# About this task
Go through the data below. List every line that holds the word "trim".

Stored data entries:
▬▬▬
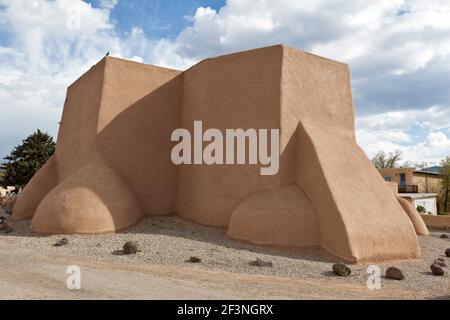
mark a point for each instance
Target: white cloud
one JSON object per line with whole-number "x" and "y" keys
{"x": 396, "y": 131}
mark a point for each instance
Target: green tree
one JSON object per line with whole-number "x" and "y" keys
{"x": 445, "y": 183}
{"x": 383, "y": 160}
{"x": 26, "y": 159}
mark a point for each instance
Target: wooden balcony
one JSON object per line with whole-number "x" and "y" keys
{"x": 408, "y": 189}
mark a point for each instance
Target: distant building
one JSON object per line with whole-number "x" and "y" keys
{"x": 420, "y": 187}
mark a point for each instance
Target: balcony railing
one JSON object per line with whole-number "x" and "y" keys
{"x": 408, "y": 189}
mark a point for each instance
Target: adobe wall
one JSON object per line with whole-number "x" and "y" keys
{"x": 112, "y": 165}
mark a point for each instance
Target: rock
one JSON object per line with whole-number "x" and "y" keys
{"x": 341, "y": 270}
{"x": 260, "y": 263}
{"x": 394, "y": 273}
{"x": 5, "y": 228}
{"x": 61, "y": 242}
{"x": 131, "y": 247}
{"x": 440, "y": 263}
{"x": 194, "y": 260}
{"x": 437, "y": 270}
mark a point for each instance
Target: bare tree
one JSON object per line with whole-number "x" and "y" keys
{"x": 383, "y": 160}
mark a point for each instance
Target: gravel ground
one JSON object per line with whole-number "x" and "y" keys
{"x": 171, "y": 241}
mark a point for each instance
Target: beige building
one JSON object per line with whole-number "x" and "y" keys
{"x": 113, "y": 164}
{"x": 420, "y": 188}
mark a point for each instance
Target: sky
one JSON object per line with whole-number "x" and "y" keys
{"x": 398, "y": 52}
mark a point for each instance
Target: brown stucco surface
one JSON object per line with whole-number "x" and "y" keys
{"x": 112, "y": 163}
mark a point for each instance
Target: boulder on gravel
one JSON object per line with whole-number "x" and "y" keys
{"x": 260, "y": 263}
{"x": 394, "y": 273}
{"x": 131, "y": 247}
{"x": 194, "y": 260}
{"x": 61, "y": 242}
{"x": 341, "y": 269}
{"x": 437, "y": 270}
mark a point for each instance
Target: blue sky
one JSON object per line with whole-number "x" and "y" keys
{"x": 398, "y": 52}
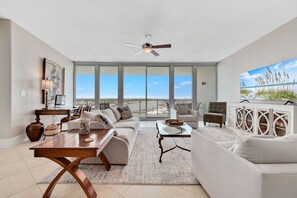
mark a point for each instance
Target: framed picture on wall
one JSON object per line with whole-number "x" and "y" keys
{"x": 56, "y": 73}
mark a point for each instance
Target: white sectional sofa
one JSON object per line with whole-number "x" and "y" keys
{"x": 224, "y": 174}
{"x": 119, "y": 148}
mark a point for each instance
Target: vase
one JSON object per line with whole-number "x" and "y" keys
{"x": 34, "y": 131}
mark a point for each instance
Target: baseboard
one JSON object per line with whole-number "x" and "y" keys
{"x": 6, "y": 143}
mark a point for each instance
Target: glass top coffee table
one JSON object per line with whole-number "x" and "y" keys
{"x": 172, "y": 131}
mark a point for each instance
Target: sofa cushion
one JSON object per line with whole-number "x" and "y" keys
{"x": 132, "y": 119}
{"x": 182, "y": 110}
{"x": 116, "y": 113}
{"x": 267, "y": 150}
{"x": 105, "y": 121}
{"x": 133, "y": 125}
{"x": 126, "y": 134}
{"x": 110, "y": 115}
{"x": 125, "y": 112}
{"x": 91, "y": 115}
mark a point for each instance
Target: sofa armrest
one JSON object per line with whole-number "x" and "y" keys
{"x": 75, "y": 124}
{"x": 193, "y": 112}
{"x": 222, "y": 173}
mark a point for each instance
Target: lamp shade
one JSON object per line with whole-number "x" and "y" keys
{"x": 46, "y": 84}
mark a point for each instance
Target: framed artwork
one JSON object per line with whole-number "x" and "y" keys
{"x": 56, "y": 73}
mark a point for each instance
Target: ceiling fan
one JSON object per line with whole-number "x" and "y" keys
{"x": 148, "y": 47}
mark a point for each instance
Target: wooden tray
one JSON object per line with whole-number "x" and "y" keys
{"x": 174, "y": 122}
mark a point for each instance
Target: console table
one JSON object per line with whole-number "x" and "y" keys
{"x": 73, "y": 145}
{"x": 54, "y": 111}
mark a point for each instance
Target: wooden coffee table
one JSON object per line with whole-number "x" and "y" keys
{"x": 73, "y": 145}
{"x": 172, "y": 131}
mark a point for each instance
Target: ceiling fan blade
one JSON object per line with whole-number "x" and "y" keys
{"x": 155, "y": 53}
{"x": 138, "y": 52}
{"x": 132, "y": 45}
{"x": 162, "y": 46}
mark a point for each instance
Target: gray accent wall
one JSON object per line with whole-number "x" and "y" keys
{"x": 279, "y": 45}
{"x": 21, "y": 60}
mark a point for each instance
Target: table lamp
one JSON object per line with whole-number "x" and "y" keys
{"x": 46, "y": 84}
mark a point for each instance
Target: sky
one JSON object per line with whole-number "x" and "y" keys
{"x": 289, "y": 66}
{"x": 134, "y": 86}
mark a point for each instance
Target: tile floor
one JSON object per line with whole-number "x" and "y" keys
{"x": 20, "y": 173}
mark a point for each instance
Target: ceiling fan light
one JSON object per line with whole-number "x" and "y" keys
{"x": 147, "y": 49}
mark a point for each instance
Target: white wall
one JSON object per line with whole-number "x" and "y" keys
{"x": 27, "y": 53}
{"x": 5, "y": 83}
{"x": 279, "y": 45}
{"x": 206, "y": 93}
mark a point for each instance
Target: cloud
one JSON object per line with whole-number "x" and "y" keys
{"x": 276, "y": 66}
{"x": 291, "y": 65}
{"x": 128, "y": 86}
{"x": 246, "y": 75}
{"x": 185, "y": 83}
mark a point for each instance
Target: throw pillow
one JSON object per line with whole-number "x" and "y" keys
{"x": 86, "y": 114}
{"x": 116, "y": 113}
{"x": 182, "y": 110}
{"x": 110, "y": 115}
{"x": 267, "y": 150}
{"x": 125, "y": 112}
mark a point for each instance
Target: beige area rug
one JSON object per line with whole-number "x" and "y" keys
{"x": 144, "y": 166}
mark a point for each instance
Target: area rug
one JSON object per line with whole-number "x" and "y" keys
{"x": 144, "y": 166}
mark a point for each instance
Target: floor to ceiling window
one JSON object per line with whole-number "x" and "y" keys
{"x": 85, "y": 85}
{"x": 148, "y": 90}
{"x": 135, "y": 89}
{"x": 183, "y": 85}
{"x": 157, "y": 91}
{"x": 109, "y": 85}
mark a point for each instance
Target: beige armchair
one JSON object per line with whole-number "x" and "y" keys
{"x": 188, "y": 115}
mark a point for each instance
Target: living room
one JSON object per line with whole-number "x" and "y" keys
{"x": 212, "y": 44}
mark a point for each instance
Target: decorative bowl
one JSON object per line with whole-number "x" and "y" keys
{"x": 174, "y": 122}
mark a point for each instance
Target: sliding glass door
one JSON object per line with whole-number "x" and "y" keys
{"x": 157, "y": 91}
{"x": 135, "y": 89}
{"x": 85, "y": 85}
{"x": 183, "y": 85}
{"x": 109, "y": 85}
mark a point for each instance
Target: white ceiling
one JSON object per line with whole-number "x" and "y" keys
{"x": 199, "y": 30}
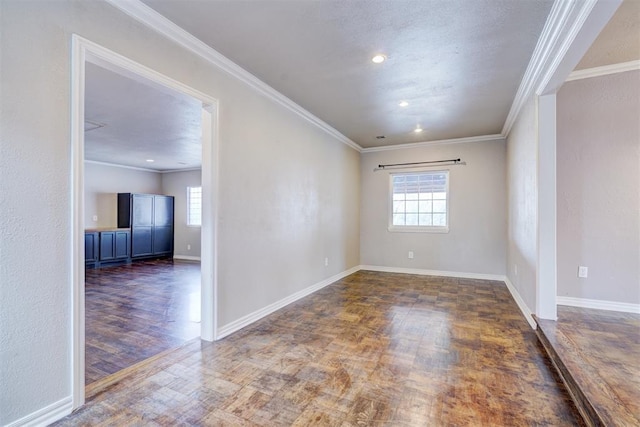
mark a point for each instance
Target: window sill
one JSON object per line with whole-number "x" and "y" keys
{"x": 409, "y": 229}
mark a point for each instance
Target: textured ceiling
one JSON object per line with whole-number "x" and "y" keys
{"x": 619, "y": 41}
{"x": 457, "y": 62}
{"x": 129, "y": 121}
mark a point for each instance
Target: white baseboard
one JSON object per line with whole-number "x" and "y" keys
{"x": 187, "y": 257}
{"x": 250, "y": 318}
{"x": 421, "y": 272}
{"x": 46, "y": 415}
{"x": 599, "y": 304}
{"x": 526, "y": 311}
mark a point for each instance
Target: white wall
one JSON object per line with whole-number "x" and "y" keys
{"x": 289, "y": 193}
{"x": 522, "y": 203}
{"x": 598, "y": 164}
{"x": 102, "y": 183}
{"x": 476, "y": 239}
{"x": 175, "y": 184}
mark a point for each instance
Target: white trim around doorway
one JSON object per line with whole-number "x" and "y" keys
{"x": 84, "y": 51}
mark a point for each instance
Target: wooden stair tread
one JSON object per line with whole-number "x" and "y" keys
{"x": 598, "y": 403}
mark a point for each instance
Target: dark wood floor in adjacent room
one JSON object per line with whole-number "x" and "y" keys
{"x": 371, "y": 349}
{"x": 136, "y": 311}
{"x": 598, "y": 353}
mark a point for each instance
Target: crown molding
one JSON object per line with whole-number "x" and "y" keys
{"x": 563, "y": 24}
{"x": 604, "y": 70}
{"x": 152, "y": 19}
{"x": 482, "y": 138}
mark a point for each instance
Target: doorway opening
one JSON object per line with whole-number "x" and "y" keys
{"x": 89, "y": 55}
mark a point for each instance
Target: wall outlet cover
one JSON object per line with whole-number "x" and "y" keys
{"x": 583, "y": 272}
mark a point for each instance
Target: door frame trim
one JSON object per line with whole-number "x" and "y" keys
{"x": 82, "y": 51}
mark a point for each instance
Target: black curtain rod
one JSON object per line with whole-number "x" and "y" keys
{"x": 421, "y": 163}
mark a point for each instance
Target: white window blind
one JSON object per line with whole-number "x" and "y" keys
{"x": 194, "y": 206}
{"x": 419, "y": 201}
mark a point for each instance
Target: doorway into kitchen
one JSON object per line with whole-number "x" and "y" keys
{"x": 139, "y": 133}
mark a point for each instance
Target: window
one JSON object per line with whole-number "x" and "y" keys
{"x": 419, "y": 202}
{"x": 194, "y": 206}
▬▬▬
# Result of this task
Target: white trim around doorway
Target: door frame trim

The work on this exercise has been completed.